Text shown:
Guns in the Workplace: What Should Employers Do Now?

In the wake of the tragic shooting at Marjory Stoneman Douglas High School in Parkland, Florida, and the passionate marches soon after, the topic of guns is at the forefront of many conversations. No matter what side of the gun control debate you fall on, it is clear that it is a polarizing issue. This is even more of a difficult topic for employers who have to handle the question of when, and if, to allow guns in the workplace while ensuring the safety of their employees.

First and foremost, employers must remember that, under the Occupational Safety and Health Act, they have a duty to provide a place of employment that is free of recognized hazards to employee safety and health. However, this may mean different things to different people when it comes to guns in the workplace. For example, for many, this may mean a workplace free of guns, but for others, a gun is necessary to ensure the safety of the workforce.

For employers, it is a complicated issue as there are important factors to consider, including state and local laws, workplace policies and violence concerns.

  1. Understand State and Local Gun Laws

Employers have the right to prohibit their employees from carrying weapons, even concealed guns, into employer-owned property (e.g., workstations and locker rooms). However, many states put certain limitations on an employer’s ability to bans guns at work. Employers should be careful not to run afoul of state laws regarding firearm possession and the right to carry.

For example, almost half of the states have so-called “guns in trunks” or “guns in the parking lot” laws. While the statutory details may vary from state to state, these laws generally allow employees to keep lawfully possessed firearms in their locked personal vehicles in a company-owned employee parking lot or garage. Most of these laws also require the firearms to be concealed from view and locked in a trunk or glovebox of an employee’s car. Therefore, in these states, employers cannot prohibit employees from keeping firearms in their personal vehicles.

Importantly, most of these laws do allow an employer to prohibit employees from storing firearms in company-owned vehicles. Employers wishing to ban the storage of weapons in company-owned vehicles should make this clear in their weapons policy. They should also ensure they are up to date with their state laws as they are always changing. For instance, West Virginia just passed their own “guns in the parking lot” law, which goes into effect on June 8, 2018.

Another state-specific issue that employers have to be aware of is required postings. Some states mandate that certain notices be posted if the employer intends to prohibit possession of weapons on its property.

For instance, holders of handgun licenses in Texas are allowed to carry their handguns in an open manner, so long as the handgun is secured in a shoulder or belt holster, as well as in a concealed manner. If Texas employers wish to prohibit concealed handguns and/or open carry in the workplace, they must post two separate notices, each including specific language required by statute.

  1. Implement a Weapons in the Workplace Policy

Typically, an employer addresses weapons in its workplace violence policy. However, because of today’s climate and the increase in “guns in the parking lot” laws, employers would be prudent to highlight their position on the extent to which weapons may be carried on company property in a separate and well-defined policy. Again, no state prohibits employers from adopting policies prohibiting employees from bringing firearms into the workplace, even those employees with permits to carry.

Data rows:

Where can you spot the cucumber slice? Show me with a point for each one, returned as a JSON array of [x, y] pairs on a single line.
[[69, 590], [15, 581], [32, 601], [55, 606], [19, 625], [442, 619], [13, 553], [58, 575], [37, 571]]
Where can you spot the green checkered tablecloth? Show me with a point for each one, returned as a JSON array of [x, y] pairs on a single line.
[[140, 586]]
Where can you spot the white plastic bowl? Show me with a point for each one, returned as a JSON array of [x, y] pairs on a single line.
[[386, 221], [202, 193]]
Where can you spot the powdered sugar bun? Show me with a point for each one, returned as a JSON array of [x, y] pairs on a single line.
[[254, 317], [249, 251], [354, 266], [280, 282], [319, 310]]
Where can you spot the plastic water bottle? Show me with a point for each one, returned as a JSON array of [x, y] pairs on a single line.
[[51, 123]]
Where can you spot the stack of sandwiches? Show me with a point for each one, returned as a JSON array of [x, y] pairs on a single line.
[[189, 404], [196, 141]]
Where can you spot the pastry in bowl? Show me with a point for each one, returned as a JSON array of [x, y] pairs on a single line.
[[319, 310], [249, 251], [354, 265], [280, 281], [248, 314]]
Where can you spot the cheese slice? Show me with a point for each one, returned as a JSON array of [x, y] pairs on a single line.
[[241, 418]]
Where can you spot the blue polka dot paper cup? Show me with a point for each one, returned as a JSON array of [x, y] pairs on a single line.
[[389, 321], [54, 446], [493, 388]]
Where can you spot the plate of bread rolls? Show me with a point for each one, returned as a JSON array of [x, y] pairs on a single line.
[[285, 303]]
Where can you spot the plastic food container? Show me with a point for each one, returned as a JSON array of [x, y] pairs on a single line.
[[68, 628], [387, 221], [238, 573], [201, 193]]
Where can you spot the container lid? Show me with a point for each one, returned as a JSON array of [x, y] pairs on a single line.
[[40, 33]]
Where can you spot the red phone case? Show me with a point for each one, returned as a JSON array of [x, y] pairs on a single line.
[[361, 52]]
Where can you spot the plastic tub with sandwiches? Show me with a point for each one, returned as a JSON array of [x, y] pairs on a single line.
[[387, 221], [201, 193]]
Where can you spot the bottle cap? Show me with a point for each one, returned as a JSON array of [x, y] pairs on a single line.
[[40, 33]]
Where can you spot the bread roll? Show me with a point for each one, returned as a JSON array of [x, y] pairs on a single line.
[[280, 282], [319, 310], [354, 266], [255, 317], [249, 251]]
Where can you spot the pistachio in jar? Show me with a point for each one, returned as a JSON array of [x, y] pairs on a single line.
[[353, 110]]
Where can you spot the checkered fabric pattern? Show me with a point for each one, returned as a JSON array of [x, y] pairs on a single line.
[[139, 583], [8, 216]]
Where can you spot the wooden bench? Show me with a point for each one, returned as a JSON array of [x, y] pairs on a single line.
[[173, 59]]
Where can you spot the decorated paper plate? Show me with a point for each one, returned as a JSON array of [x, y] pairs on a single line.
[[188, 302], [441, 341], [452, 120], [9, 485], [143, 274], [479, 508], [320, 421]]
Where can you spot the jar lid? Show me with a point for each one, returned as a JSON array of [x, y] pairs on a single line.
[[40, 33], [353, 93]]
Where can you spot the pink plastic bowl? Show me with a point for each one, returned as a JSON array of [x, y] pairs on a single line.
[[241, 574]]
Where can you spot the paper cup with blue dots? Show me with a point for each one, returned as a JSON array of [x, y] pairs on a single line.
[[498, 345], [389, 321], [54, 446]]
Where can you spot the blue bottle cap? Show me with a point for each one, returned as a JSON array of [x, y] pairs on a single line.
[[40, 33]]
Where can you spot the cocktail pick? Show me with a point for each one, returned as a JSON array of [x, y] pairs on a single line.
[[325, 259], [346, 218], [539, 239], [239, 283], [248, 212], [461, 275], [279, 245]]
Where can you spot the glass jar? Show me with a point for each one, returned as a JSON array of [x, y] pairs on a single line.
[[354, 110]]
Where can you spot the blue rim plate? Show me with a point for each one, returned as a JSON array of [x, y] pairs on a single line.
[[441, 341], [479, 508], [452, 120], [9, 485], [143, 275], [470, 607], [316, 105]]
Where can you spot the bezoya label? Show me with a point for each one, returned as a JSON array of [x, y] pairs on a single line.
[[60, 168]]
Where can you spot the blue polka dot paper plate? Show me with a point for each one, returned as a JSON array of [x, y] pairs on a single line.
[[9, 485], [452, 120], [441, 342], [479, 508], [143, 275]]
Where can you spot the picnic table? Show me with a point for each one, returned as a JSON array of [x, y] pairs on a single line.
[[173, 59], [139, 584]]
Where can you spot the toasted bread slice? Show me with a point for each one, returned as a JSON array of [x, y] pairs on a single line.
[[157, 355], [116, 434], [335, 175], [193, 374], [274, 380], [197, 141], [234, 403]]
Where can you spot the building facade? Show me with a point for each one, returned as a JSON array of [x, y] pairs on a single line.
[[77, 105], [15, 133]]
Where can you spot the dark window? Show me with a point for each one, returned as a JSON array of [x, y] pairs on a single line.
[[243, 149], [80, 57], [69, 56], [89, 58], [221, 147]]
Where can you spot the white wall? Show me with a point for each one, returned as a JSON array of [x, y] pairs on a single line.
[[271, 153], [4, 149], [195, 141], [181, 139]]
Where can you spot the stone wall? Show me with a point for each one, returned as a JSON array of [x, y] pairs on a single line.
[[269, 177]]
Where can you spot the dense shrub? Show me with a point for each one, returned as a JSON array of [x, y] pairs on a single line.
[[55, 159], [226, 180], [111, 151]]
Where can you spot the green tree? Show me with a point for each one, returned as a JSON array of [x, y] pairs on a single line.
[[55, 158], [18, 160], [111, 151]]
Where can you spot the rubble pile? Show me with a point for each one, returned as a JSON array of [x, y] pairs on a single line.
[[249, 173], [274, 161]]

Tasks to complete:
**a)** Arrange the records from the line containing "Where can you spot the blue polka dot paper cup?" through the line containing "[[353, 110]]" as a Markdown table with two columns, Row and Record line. Include both of those lines and skip any blank lines.
**b)** Pick up the article on guns in the workplace where it stops, and continue it.

Responses to the exercise:
**a)**
| Row | Record line |
|---|---|
| 1 | Where can you spot the blue polka dot paper cup? Show me with a point for each one, returned as a JSON array of [x, y] pairs on a single line. |
| 2 | [[389, 321], [54, 446], [493, 388]] |
| 3 | Where can you spot the plate of bread rolls? Show me with a point for each one, returned as a JSON array of [x, y] pairs on a single line. |
| 4 | [[285, 303]] |
| 5 | Where can you spot the plastic food container? Show me with a point for each one, returned as a JSON array of [x, y] pairs on a single line. |
| 6 | [[68, 628], [387, 221], [238, 573], [201, 193]] |
| 7 | Where can you spot the container lid? Show me with a point for each one, returned as a JSON array of [x, y] pairs on a single line. |
| 8 | [[40, 33]] |
| 9 | Where can you spot the red phone case? Show me with a point for each one, returned as a JSON array of [x, y] pairs on a single line. |
| 10 | [[361, 52]] |
| 11 | Where can you spot the plastic tub with sandwiches? Show me with a point for each one, returned as a JSON array of [x, y] pairs on a single line. |
| 12 | [[387, 221], [201, 193]] |
| 13 | Where can you spot the bottle cap? Show me with a point for each one, returned as a JSON array of [x, y] pairs on a single line. |
| 14 | [[40, 33]] |
| 15 | Where can you spot the bread roll? Show me with a point for each one, returned as a JSON array of [x, y] pairs on a single line. |
| 16 | [[280, 282], [319, 310], [354, 266], [255, 317], [249, 251]] |
| 17 | Where can you spot the pistachio in jar? Show me with a point for each one, returned as a JSON array of [x, y] pairs on a single line. |
| 18 | [[353, 110]] |

**b)**
A weapons in the workplace policy should explicitly state the parameters of what weapons are banned and where they are prohibited. For example, an employer who wishes to prohibit all possession of weapons on company premises should clearly define company premises. This term is generally defined as property owned or leased by the organization. However, before an employer includes company-owned parking lots in its definition, it should ensure that its state does not have a “guns in the parking lot” law.

A policy should also define what is considered a weapon so employees have an understanding of the types of items not allowed in the workplace. Examples of weapons that are typically prohibited are firearms of any kind (e.g., guns and rifles), knives, ammunition, and bows and arrows.

Employers should also include a reporting procedure for employees to follow when, in good faith, they believe an employee, client or visitor is in violation of the policy. Employees should be assured that they will not be subject to retaliation for reporting a suspected violation. This same policy should also address disciplinary actions to be taken against those held to be in violation of the policy.

As with every workplace policy, employers should ensure that a weapons in the workplace policy is communicated to all employees and supervisors. For example, employers may choose to provide a copy of the policy:

  • To all new hires;
  • Following an actual or threatened violent incident; or
  • At periodic intervals (e.g., quarterly or annually).

Employers may also choose to post notices throughout the workplace detailing the weapons that employees are barred from carrying into the workplace. Again, as discussed above, some states may have posting requirements dictated by statutes or regulations so employers should check their state laws to ensure compliance.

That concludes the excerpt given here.